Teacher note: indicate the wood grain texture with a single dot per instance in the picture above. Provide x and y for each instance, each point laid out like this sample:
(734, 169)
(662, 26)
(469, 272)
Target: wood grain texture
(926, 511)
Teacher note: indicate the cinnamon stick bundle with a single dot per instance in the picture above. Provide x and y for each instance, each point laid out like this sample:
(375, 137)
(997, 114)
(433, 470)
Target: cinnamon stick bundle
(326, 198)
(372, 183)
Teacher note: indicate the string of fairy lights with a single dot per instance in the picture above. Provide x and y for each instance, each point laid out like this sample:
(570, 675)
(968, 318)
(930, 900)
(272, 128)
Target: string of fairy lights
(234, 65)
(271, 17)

-=-=-

Word for word, restate all of the data shown above.

Teacher note: indicate the wood grain texture with a single dot per instance in the picture above. Provide x and y for each instance, each point laid out like this sample:
(734, 169)
(662, 26)
(469, 272)
Target: wood grain texture
(926, 511)
Teacher note: indicate the cinnamon stick bundle with a single dot per instance in the picture above. Provide x and y for each instance, each point laid out like this sample:
(375, 137)
(997, 114)
(433, 470)
Target: cinnamon stick bundle
(326, 198)
(372, 183)
Teacher note: indicate the string of fairy lights with a single dot per instance in the picture above. Provide x and y for each instance, each point laid out like this sample:
(570, 675)
(968, 318)
(930, 900)
(272, 128)
Target: string of fairy lights
(234, 65)
(271, 17)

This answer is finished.